(Data extract begins)

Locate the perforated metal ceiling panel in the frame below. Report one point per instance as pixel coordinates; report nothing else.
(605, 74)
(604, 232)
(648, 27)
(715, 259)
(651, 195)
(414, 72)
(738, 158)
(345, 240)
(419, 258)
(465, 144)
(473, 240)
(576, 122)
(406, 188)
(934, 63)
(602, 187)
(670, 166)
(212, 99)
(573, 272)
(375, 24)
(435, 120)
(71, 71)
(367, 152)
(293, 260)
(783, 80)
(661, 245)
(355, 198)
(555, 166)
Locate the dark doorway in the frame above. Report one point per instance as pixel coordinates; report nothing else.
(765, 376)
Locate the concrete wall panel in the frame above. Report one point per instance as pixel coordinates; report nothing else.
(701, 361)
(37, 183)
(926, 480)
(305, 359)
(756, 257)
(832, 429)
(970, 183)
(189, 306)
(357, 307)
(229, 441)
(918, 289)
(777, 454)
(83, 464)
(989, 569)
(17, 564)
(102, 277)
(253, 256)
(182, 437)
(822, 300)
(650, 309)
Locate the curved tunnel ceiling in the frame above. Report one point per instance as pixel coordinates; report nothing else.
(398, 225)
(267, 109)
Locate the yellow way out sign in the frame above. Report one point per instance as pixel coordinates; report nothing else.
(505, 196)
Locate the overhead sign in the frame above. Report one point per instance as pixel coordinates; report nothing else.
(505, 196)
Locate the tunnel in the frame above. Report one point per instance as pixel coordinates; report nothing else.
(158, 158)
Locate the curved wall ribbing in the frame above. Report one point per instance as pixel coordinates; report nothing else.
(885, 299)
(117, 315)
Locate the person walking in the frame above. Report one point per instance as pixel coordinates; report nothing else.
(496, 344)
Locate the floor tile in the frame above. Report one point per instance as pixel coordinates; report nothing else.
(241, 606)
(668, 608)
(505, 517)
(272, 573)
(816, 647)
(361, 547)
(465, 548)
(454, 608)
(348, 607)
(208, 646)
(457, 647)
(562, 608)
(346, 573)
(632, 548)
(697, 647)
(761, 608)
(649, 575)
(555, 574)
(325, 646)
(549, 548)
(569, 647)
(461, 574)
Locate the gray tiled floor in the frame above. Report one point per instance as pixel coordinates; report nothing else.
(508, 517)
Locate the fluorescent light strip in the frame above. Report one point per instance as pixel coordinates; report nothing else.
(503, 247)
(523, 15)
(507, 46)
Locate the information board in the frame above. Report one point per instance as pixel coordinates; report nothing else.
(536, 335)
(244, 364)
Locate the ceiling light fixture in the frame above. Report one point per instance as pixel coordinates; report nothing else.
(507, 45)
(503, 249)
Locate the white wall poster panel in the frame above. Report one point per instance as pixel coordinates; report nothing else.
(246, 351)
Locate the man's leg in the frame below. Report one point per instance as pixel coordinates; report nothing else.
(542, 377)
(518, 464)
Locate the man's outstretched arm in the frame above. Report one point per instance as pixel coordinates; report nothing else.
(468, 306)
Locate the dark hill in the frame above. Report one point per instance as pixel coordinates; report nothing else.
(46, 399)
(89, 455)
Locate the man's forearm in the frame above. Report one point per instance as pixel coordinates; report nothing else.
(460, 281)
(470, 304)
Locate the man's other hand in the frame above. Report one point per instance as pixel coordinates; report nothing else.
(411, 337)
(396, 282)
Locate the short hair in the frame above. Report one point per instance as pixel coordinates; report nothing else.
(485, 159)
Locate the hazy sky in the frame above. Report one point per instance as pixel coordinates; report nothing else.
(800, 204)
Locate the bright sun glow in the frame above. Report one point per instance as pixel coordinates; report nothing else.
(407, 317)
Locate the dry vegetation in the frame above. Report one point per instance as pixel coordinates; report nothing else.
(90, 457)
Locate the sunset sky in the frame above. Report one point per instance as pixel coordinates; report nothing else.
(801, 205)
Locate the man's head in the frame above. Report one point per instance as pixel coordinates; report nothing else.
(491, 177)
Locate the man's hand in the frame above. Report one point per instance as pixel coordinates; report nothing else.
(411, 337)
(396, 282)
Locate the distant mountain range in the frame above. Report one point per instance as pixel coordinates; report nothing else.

(Data extract ends)

Repeat every record, keeping each line exactly as it is.

» **Solution for this exercise**:
Locate the perforated metal ceiling panel in the frame below. Report one point per instance as pixel coordinates; report nothing else.
(605, 74)
(604, 232)
(648, 27)
(715, 259)
(651, 195)
(414, 72)
(738, 158)
(345, 240)
(419, 258)
(465, 144)
(473, 240)
(576, 122)
(406, 188)
(934, 63)
(602, 187)
(670, 166)
(212, 99)
(573, 272)
(375, 24)
(435, 120)
(71, 71)
(367, 152)
(293, 260)
(783, 80)
(661, 245)
(355, 198)
(555, 166)
Locate the dark doorway in the frame above. Report one point per instance as pixel coordinates; report nothing else.
(765, 376)
Locate the concrete wall panel in the frame above. Report one point per instance as pixel coordinates; report nothing else.
(701, 361)
(37, 183)
(926, 480)
(305, 359)
(756, 257)
(832, 429)
(970, 183)
(189, 306)
(357, 307)
(229, 441)
(918, 289)
(777, 454)
(83, 464)
(989, 569)
(17, 564)
(102, 277)
(253, 256)
(182, 437)
(822, 300)
(650, 309)
Locate the curved tunnel ceiling in the frame above. Report one point per instance as pixel coordinates; report nothing else.
(398, 225)
(267, 109)
Locate the yellow way out sign in the frame above. Report one point per instance as pixel coordinates; report nothing else.
(505, 196)
Locate the overhead sign in the frame above. Report one point per instance as pixel coordinates; report nothing else.
(505, 196)
Locate the tunnel in the frame above. Report one point per instance as pixel coordinates; report nothing else.
(158, 158)
Locate the curved wall ribbing in the frame above. Report one point per instance as pixel coordinates; report nothing else.
(885, 299)
(117, 315)
Locate the person walking in the frame above. Report one point per instance as pixel coordinates; report nothing else.
(496, 344)
Locate the floor tile in the frame above. Report one point per instance as pixel coordinates; report nothing else.
(241, 606)
(668, 608)
(505, 517)
(272, 573)
(816, 647)
(361, 547)
(465, 548)
(454, 608)
(348, 607)
(208, 646)
(457, 647)
(562, 608)
(346, 573)
(632, 548)
(697, 647)
(761, 608)
(649, 575)
(555, 574)
(325, 646)
(549, 548)
(569, 647)
(461, 574)
Locate the gray tiled floor in the frame above. Report one point per instance as pixel coordinates; report nothing else.
(508, 517)
Locate the fluorescent light strip in the frame above. Report one point per instance as pixel coordinates; report nothing else.
(503, 247)
(523, 15)
(507, 46)
Locate the information board in the frame above. Report one point per instance as pixel coordinates; report nothing else.
(536, 335)
(244, 364)
Locate the ceiling light fixture in the frame above. Report one point per instance as pixel coordinates; report nothing else.
(507, 45)
(503, 249)
Locate the white wall poster panel in the frame above. Report one point per instance as pixel coordinates; report nothing else.
(246, 351)
Locate the man's leg in the frame below. Report one point per instance as pixel coordinates; report nothing else.
(542, 377)
(518, 464)
Locate the man's outstretched arm in the frame above. Report one point per instance as pixel coordinates; report nothing else.
(468, 306)
Locate the dark hill in the frame above. Report one point per instance as pixel coordinates; report nothing else.
(46, 399)
(89, 455)
Locate the man's forearm in the frame above. Report one point per instance as pixel coordinates; report nothing else.
(460, 281)
(470, 304)
Locate the man's other hand in the frame above. Report one point per instance as pixel coordinates; report nothing else.
(411, 337)
(396, 282)
Locate the short hair in the frame above. Report one point per instance as pixel coordinates; report nothing else.
(485, 159)
Locate the hazy sky in the frame above. Report one point per instance as pixel coordinates; report nothing else.
(800, 204)
Locate the bright sun glow in the frame above. Report one point per instance as pixel coordinates; report nothing else.
(407, 317)
Locate the dry vegetation in the frame above. Report one point per instance as pixel coordinates; report nothing else.
(90, 457)
Locate the sunset sky in the frame above. Report one point per instance as pixel coordinates; report nothing else.
(801, 205)
Locate the man's head in the frame above. Report one point per instance as pixel coordinates; report nothing else.
(491, 177)
Locate the man's hand in the frame above. Report one point per instance as pixel coordinates; report nothing else.
(411, 337)
(396, 282)
Locate the distant mountain range in the frame above. Report one point per instance as pixel coordinates; report nothing else.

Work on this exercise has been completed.